→ To be done:
1) In the speech about banks and receivers, when did the British Bankers' Association launch its statement of principles?
2) According to principle 10 in the speech about banks and receivers, what things must the customer do before the bank will not normally seek the immediate appointment of a receiver? List them all.
3) Carry on the speech about banks and receivers from its last sentence, in the same style.
===== Text passage =====
There is a conflict between what I am saying and the figure that my noble friend Lady Dean quoted from the Warwick University research in 1992. I would like to look at that conflict and write to her about that, and, if I may, I will copy it to other noble Lords who have taken part in the debate.

Before I leave that point, we do not have firm evidence of the number of cases where investigating accountants do not charge for their services in anticipation of becoming the receivers. If we can get any evidence, and if the noble Baroness can provide any evidence, we will be happy to take that into account.

The banks, too, recognised that their relationships with their business customers needed to be improved. In March 1997 the British Bankers' Association launched its statement of principles entitled Banks and Businesses: Working Together. The statement of principles seeks to show how banks intend to work together with small and medium-sized businesses to get their relationships right from the outset.

There are some specific principles addressed as to what should happen when things start to go wrong. Principle five states that banks will alert their business customers, in writing, when they have concerns about a customer's business or their relationship. Principle six explains that banks may ask for additional financial information or seek an independent review of the business where underlying problems are not resolved. Principle seven confirms that if a bank asks for an independent review the requirements of that review will be explained to the customer, as will its terms of reference, who should conduct it and the nature of costs likely to be incurred. Principle eight states that where the bank has requested an independent review, it will seek to discuss the information provided with the customer and, should the customer wish it, with the customer's advisers. No action would be taken before such discussions took place. Principle nine confirms that banks will support rescue propositions they see as viable and, most importantly in the context of this debate, principle 10 states as follows: If you [the customer] act in good faith; keep us informed about developments; keep to your agreements with us; heed what your own and any independent adviser say; and are prepared to make the changes needed early enough to preserve the underlying business, we will not normally seek the immediate appointment of a receiver or start other recovery proceedings". The then government welcomed the publication of these principles in March 1997 and their coming into force on 1st July 1997 was welcomed by this Government. In the Government's view the statement of principles provides a clear recognition of the sort of problems which have been the subject of this debate and a clear statement of intent as to how relationships between banks and business customers finding themselves in difficulty should proceed. The operation of the statement of principles is due to be reviewed in July of this year.

The framework for the relationship between a bank and its business customers, set out in the statement of principles, certainly seeks to provide reassurance first, that banks will not engage in the precipitate appointment of receivers to a company in financial difficulties and, secondly, that the appointment of investigating accountants is not inevitably a first step to the appointment of that firm (or any other firm) as administrative receivers.

The insolvency profession has in place ethical guidance which includes a reference to the situation where investigating accountants might subsequently be appointed as an insolvency office-holder (whether as administrative receiver, administrator or liquidator) of a company. That guidance states that if the circumstances of an initial appointment are such as to prevent open discussion of the financial affairs of the company with its directors, an investigating member or other principal in the practice might be called upon to justify the propriety of their acceptance of that subsequent appointment. The profession may need to consider whether that guidance adequately reflects the degree to which this subject is a matter of real concern in the business community, as expressed in today's debate. In the light of the statement of principles, it is to be expected that banks appointing investigating accountants as, say, administrative receivers would give this issue very serious consideration.
===== Information provided =====
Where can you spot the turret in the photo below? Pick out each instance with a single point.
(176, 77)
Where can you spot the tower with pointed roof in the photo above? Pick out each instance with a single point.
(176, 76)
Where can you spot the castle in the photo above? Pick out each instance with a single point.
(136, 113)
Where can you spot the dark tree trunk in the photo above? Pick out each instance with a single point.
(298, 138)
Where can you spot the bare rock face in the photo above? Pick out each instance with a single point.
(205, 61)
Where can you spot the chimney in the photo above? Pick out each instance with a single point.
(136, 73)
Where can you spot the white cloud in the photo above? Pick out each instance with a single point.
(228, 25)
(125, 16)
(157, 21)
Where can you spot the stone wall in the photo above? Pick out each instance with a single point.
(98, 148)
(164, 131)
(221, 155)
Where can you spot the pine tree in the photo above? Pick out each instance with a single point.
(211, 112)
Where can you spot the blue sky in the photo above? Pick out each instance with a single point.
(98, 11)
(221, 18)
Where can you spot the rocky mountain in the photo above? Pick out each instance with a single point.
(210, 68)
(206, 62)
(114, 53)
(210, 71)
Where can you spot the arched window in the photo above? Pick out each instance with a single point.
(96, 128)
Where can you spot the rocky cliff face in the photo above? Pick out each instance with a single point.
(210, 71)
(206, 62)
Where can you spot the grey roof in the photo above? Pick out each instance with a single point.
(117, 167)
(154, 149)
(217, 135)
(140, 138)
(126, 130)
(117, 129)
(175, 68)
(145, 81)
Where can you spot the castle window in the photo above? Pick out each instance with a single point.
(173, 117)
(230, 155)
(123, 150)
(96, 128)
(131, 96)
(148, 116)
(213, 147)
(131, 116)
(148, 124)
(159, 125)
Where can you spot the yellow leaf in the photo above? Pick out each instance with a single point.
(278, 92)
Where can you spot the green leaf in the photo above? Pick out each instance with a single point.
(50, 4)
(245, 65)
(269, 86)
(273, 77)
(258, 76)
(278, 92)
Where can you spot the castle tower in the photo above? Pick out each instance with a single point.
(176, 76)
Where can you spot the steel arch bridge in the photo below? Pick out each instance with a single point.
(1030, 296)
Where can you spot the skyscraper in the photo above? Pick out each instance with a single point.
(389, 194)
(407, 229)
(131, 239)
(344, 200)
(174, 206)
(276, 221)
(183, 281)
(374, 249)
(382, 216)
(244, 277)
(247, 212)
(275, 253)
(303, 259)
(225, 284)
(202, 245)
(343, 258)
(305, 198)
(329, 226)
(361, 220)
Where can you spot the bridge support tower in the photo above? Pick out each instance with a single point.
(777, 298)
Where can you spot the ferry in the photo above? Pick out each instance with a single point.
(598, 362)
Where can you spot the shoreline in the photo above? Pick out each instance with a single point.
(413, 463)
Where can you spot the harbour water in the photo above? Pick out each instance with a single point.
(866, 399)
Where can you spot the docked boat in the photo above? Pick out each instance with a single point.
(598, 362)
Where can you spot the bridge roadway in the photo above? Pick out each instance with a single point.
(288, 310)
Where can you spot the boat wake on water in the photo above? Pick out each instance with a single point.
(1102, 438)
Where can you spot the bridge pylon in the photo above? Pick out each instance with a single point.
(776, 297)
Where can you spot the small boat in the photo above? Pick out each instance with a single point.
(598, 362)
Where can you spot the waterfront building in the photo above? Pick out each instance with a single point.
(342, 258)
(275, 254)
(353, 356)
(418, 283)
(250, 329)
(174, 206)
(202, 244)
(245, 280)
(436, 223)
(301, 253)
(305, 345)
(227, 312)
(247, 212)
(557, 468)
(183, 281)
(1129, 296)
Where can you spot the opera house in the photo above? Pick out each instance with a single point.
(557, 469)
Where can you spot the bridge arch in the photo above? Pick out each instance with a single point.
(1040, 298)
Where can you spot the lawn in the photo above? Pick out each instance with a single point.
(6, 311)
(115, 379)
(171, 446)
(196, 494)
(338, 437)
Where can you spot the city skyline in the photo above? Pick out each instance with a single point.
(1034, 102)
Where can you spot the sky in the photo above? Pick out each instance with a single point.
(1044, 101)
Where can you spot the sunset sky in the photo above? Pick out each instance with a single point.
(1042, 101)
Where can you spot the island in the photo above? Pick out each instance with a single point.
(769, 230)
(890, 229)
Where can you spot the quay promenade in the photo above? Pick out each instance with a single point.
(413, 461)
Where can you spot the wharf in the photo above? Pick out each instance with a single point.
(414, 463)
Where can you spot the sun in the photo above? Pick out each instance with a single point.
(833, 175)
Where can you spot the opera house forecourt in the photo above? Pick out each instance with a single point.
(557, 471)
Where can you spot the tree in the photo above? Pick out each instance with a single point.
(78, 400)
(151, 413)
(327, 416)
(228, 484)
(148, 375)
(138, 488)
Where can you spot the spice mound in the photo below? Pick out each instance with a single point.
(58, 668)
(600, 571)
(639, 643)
=====
→ Results for each task:
1) March 1997

2)
- Act in good faith
- Keep the bank informed about developments
- Keep to their agreements with the bank
- Heed what their own and any independent adviser say
- Be prepared to make the changes needed early enough to preserve the underlying business

3)
When the question of a prohibition has been raised in the past insolvency practitioners and banks have argued that the appointment of a new insolvency practitioner to be, say, administrative receiver of the company would mean that that practitioner would have to devote a great deal of expensive time and resource in "getting up to speed" in relation to the company's affairs. Where the insolvency practitioner appointed is the person who has conducted an investigation on behalf of a bank, such expenditure would be unnecessary. If the company's assets were insufficient to discharge its borrowing the additional costs would be a further burden on the secured lender. Otherwise the costs would almost certainly fall on the unsecured creditors of the company.

In other words, while there is a general recognition that there is a clear potential for a conflict of interest, it has been argued that the balance of advantage—for the company, its creditors and its shareholders—lies with not imposing a prohibition in the terms set out in this Question but rather relying on the professional obligation of the interested party—the insolvency practitioner—to report fairly and impartially, and without regard to his own financial interest, in relation to the affairs of the company which he has investigated.

I admit that we have to qualify that, if I may respond to my noble friend Lord Montague, by admitting that there are eight sources of an insolvency licence—the various bodies of chartered accountants, the Insolvency Practitioners Association itself, the Law Society, the Association of Certified Accountants and, finally, the Secretary of State. These licences are given to individuals, as my noble friend said, and not to firms.

The argument about getting up to speed is, in the Government's judgment, a plausible one to put forward but its acceptance depends on two things: first, a demonstration of the increased cost and disruption that would attend a prohibition on investigating accountants accepting a subsequent appointment; and, secondly, on the insolvency profession demonstrating that it demands and enforces the highest standards of professional conduct from its members in this, and indeed in every other, area. So it is right that I should respond to my noble friend by acknowledging her point about the Royal Bank of Scotland. She was kind enough to point me to the article in the Insolvency Bulletin last year to which she referred.

In 1992 the Royal Bank of Scotland took a unilateral decision that, as a matter of policy, it would not, other than in exceptional circumstances, appoint an insolvency practitioner to be the administrative receiver of a company if that insolvency practitioner had undertaken investigation into that company's affairs. The Royal Bank of Scotland had considered the cost of disruption and decided that they would not be important. There is no evidence that it has passed on any additional costs to its customers. It has argued—and it says that its recent experience supports the argument—that the certain knowledge that they will not be appointed as administrative receivers has caused investigating accountants to develop innovative and creative solutions for companies in financial difficulties. It is clear that "the Royal Bank of Scotland experience" must be given due weight in any assessment of where the balance of advantage lies.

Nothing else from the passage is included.